Stored records
--- START ---

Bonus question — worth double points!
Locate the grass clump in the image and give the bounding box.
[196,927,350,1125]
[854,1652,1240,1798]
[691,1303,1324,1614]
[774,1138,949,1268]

--- END ---

__ABOUT THIS EXERCISE__
Print each entry exactly as it was written.

__FINISHED EXERCISE__
Bonus question — worth double points!
Locate the grass clump in the image and give the bounding box.
[196,927,350,1125]
[854,1652,1240,1798]
[691,1303,1324,1614]
[774,1138,949,1268]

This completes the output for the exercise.